- _Task to complete_: Only the lines below from the one containing "Target: chili pepper tip" to the one containing "Objective — one point per instance of the glossy" should be repeated, both included and unchanged.

━━━ Data provided ━━━

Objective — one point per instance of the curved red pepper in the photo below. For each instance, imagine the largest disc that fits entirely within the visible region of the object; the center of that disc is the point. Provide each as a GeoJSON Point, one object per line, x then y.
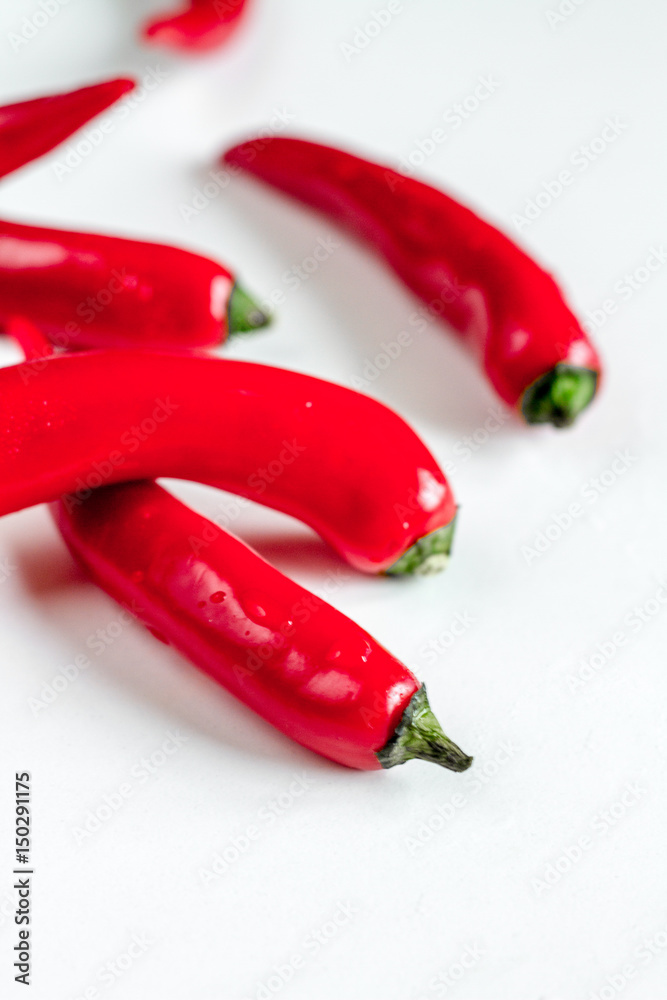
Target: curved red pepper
{"type": "Point", "coordinates": [31, 128]}
{"type": "Point", "coordinates": [86, 290]}
{"type": "Point", "coordinates": [203, 25]}
{"type": "Point", "coordinates": [533, 349]}
{"type": "Point", "coordinates": [341, 462]}
{"type": "Point", "coordinates": [299, 663]}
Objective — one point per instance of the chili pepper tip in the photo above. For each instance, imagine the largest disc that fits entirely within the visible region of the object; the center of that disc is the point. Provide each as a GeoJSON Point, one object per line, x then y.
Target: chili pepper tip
{"type": "Point", "coordinates": [559, 396]}
{"type": "Point", "coordinates": [243, 313]}
{"type": "Point", "coordinates": [419, 736]}
{"type": "Point", "coordinates": [428, 555]}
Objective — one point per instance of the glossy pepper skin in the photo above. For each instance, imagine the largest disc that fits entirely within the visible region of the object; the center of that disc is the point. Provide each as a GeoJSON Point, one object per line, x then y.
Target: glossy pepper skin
{"type": "Point", "coordinates": [341, 462]}
{"type": "Point", "coordinates": [201, 26]}
{"type": "Point", "coordinates": [86, 290]}
{"type": "Point", "coordinates": [32, 128]}
{"type": "Point", "coordinates": [511, 312]}
{"type": "Point", "coordinates": [299, 663]}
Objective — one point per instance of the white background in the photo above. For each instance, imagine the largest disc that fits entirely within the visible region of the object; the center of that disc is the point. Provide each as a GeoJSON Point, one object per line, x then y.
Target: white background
{"type": "Point", "coordinates": [435, 867]}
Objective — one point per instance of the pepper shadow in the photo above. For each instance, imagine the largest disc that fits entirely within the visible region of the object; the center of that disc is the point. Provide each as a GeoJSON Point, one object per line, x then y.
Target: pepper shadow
{"type": "Point", "coordinates": [150, 672]}
{"type": "Point", "coordinates": [434, 377]}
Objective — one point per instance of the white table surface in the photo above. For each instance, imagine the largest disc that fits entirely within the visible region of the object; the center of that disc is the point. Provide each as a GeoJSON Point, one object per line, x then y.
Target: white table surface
{"type": "Point", "coordinates": [540, 873]}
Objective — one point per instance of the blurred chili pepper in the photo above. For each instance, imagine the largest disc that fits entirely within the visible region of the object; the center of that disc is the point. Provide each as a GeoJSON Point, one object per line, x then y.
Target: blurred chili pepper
{"type": "Point", "coordinates": [202, 25]}
{"type": "Point", "coordinates": [31, 128]}
{"type": "Point", "coordinates": [341, 462]}
{"type": "Point", "coordinates": [532, 347]}
{"type": "Point", "coordinates": [299, 663]}
{"type": "Point", "coordinates": [86, 290]}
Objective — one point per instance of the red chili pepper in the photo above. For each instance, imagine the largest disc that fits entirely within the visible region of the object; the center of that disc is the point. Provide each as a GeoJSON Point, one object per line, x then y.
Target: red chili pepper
{"type": "Point", "coordinates": [85, 290]}
{"type": "Point", "coordinates": [533, 349]}
{"type": "Point", "coordinates": [342, 462]}
{"type": "Point", "coordinates": [203, 25]}
{"type": "Point", "coordinates": [299, 663]}
{"type": "Point", "coordinates": [31, 128]}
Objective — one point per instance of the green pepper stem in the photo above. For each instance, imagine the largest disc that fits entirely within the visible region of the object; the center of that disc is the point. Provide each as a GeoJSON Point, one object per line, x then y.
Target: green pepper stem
{"type": "Point", "coordinates": [419, 736]}
{"type": "Point", "coordinates": [428, 555]}
{"type": "Point", "coordinates": [559, 396]}
{"type": "Point", "coordinates": [243, 313]}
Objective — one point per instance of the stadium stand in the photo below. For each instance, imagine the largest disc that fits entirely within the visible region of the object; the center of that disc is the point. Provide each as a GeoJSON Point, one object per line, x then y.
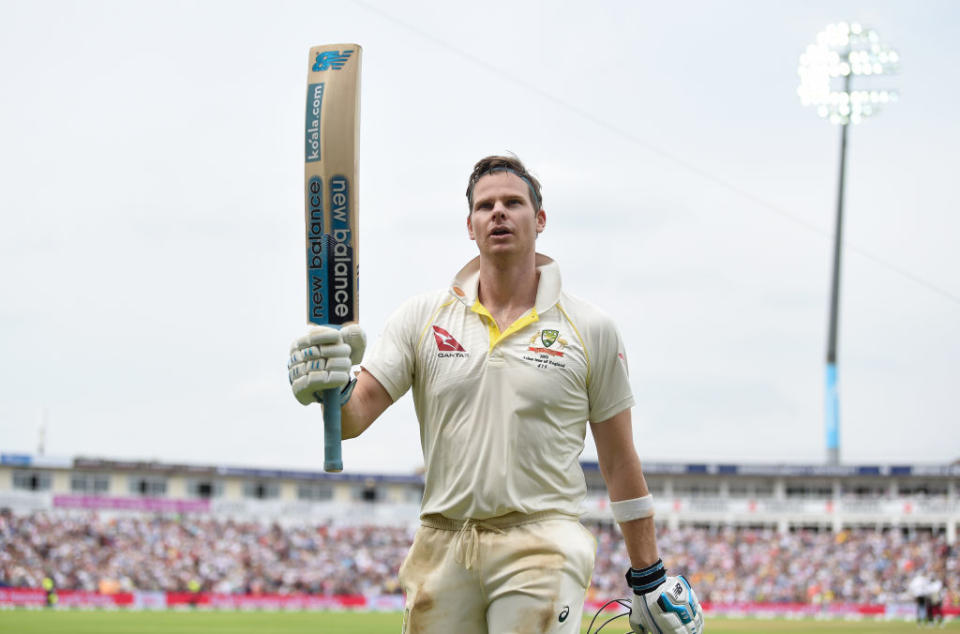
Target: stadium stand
{"type": "Point", "coordinates": [745, 536]}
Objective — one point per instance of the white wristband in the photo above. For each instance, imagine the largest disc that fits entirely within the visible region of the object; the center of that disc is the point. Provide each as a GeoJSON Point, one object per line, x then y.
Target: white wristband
{"type": "Point", "coordinates": [635, 509]}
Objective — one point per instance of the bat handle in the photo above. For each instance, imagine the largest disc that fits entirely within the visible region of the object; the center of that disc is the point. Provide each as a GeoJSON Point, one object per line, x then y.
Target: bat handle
{"type": "Point", "coordinates": [332, 459]}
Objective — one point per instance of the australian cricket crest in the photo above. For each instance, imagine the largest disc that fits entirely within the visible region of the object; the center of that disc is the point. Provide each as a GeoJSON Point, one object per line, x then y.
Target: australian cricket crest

━━━

- _Your response_:
Target: chili pepper tip
{"type": "Point", "coordinates": [559, 396]}
{"type": "Point", "coordinates": [243, 313]}
{"type": "Point", "coordinates": [419, 736]}
{"type": "Point", "coordinates": [428, 555]}
Objective — one point per instance of the glossy pepper skin in the photo above. For each instance, imagine the largest disc that fits entirely within the visible region of the object; the center of that disc is the point. Provide each as a GeoJSON Point, one object per line, x then y.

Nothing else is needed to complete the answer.